(Part of a data file)
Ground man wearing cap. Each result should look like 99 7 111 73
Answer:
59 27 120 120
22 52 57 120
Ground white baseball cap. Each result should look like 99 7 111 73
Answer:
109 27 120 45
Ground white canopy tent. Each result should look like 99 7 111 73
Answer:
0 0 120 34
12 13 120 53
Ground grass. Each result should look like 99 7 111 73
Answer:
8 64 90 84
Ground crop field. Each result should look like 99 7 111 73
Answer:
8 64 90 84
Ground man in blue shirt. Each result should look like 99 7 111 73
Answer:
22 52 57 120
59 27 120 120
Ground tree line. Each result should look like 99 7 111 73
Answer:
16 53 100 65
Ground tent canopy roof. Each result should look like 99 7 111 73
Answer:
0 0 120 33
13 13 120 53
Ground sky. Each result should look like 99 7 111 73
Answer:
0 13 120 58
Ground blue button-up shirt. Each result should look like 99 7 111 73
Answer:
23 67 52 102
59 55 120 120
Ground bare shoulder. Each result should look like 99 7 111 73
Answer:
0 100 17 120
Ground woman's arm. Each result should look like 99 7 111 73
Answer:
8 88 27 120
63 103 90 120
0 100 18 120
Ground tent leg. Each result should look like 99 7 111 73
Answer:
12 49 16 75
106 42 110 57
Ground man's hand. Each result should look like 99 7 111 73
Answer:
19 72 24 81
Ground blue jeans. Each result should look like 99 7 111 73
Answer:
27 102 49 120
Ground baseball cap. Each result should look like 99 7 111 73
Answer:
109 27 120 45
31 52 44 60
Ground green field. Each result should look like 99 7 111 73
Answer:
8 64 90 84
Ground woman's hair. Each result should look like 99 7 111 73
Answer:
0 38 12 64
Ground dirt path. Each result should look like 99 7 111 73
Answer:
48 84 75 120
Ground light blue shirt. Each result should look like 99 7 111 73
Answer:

To be done — Give every line of the listing above as a JSON list of strings, one string per line, with blank lines left out.

Response for this exercise —
[
  "Ground man wearing cap. Each result should look like 99 7 111 73",
  "Answer:",
  "59 27 120 120",
  "22 52 57 120",
  "Ground white baseball cap. Each result should look like 99 7 111 73",
  "Answer:",
  "109 27 120 45",
  "Ground white canopy tent. Each result should look like 99 7 111 73",
  "Answer:",
  "0 0 120 34",
  "12 13 120 53",
  "Ground grass. Each result should look like 99 7 111 73",
  "Answer:",
  "8 64 90 84",
  "Ground crop field. Each result should look like 99 7 111 73",
  "Answer:",
  "8 64 90 84",
  "Ground man in blue shirt. Each result should look like 99 7 111 73",
  "Answer:",
  "22 52 57 120",
  "59 27 120 120",
  "Ground tree line. Each result should look like 99 7 111 73",
  "Answer:",
  "16 53 100 65",
  "Ground tent canopy roof. Each result should look like 99 7 111 73",
  "Answer:",
  "0 0 120 33",
  "13 13 120 53",
  "Ground sky. Each result should look like 99 7 111 73",
  "Answer:",
  "0 13 120 58",
  "Ground blue button-up shirt. Each result should look like 99 7 111 73",
  "Answer:",
  "23 67 52 102",
  "59 55 120 120",
  "Ground bare shoulder. Each result should look like 99 7 111 73",
  "Answer:",
  "0 100 17 120",
  "Ground woman's arm. Each result should look like 99 7 111 73",
  "Answer:",
  "8 88 27 120",
  "63 103 90 120",
  "0 100 18 120",
  "Ground tent leg. Each result should look like 99 7 111 73",
  "Answer:",
  "12 49 16 75",
  "106 42 110 57",
  "Ground man's hand. Each result should look like 99 7 111 73",
  "Answer:",
  "19 72 24 81",
  "Ground blue jeans. Each result should look like 99 7 111 73",
  "Answer:",
  "27 102 49 120",
  "Ground baseball cap. Each result should look like 99 7 111 73",
  "Answer:",
  "109 27 120 45",
  "31 52 44 60",
  "Ground green field. Each result should look like 99 7 111 73",
  "Answer:",
  "8 64 90 84",
  "Ground woman's hair. Each result should look like 99 7 111 73",
  "Answer:",
  "0 38 12 64",
  "Ground dirt path. Each result should look like 99 7 111 73",
  "Answer:",
  "48 84 75 120",
  "Ground light blue shirt. Each result should look like 99 7 111 73",
  "Answer:"
]